Write out every line of the rows below again, requests included, scaling each point coordinate in the answers by 2.3 and rounding to whole numbers, with halves rounding up. Leave the pictures out.
%%
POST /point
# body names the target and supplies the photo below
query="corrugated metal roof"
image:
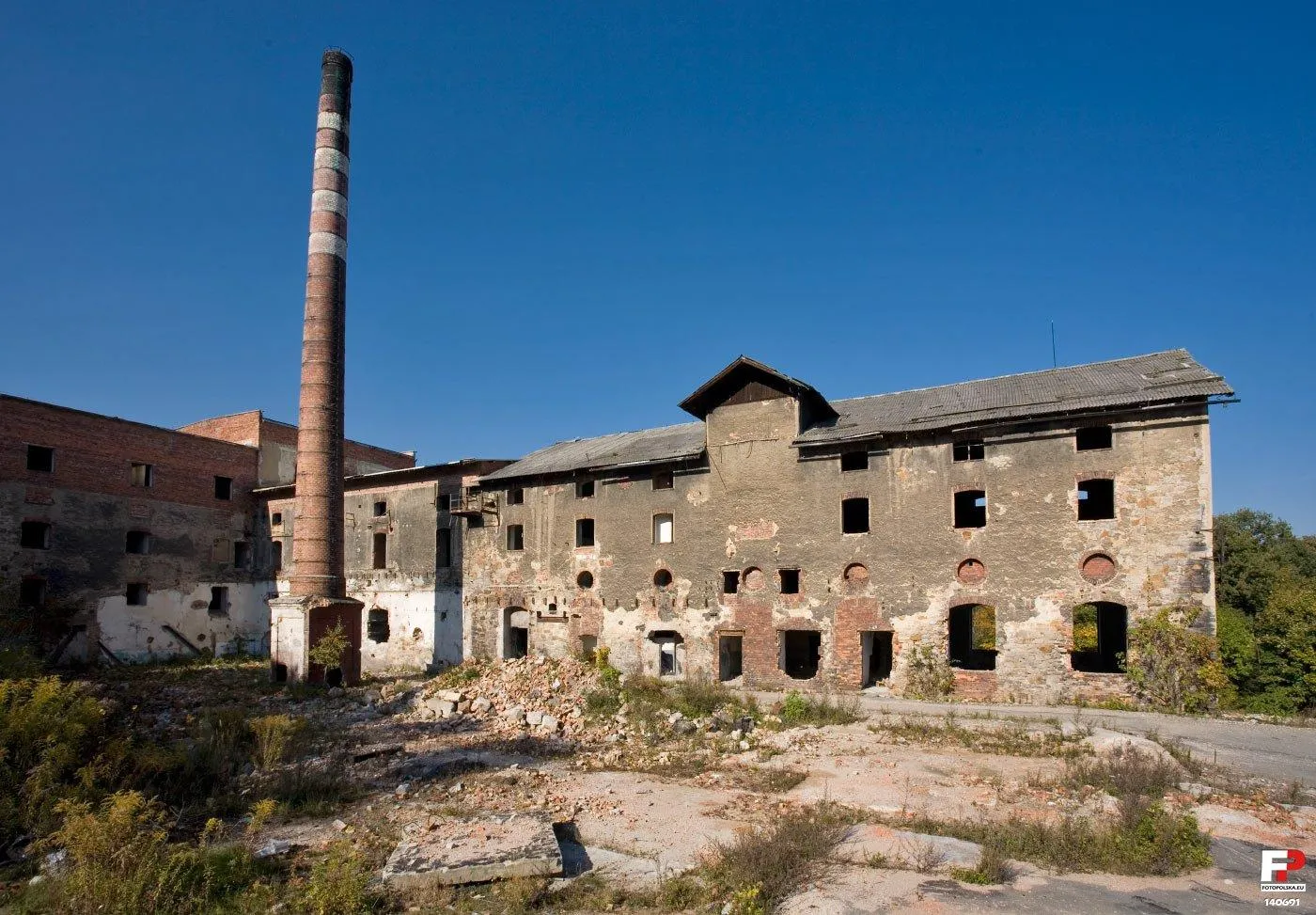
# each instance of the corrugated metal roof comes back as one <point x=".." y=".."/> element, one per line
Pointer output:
<point x="1132" y="382"/>
<point x="670" y="443"/>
%%
#### [Written answer]
POST /point
# body names the target and supplies the photo below
query="corrugated metal roof"
image:
# each instance of the corrugated metal roof comes back as one <point x=".." y=".."/> element, one per line
Pointer output:
<point x="2604" y="879"/>
<point x="1541" y="1019"/>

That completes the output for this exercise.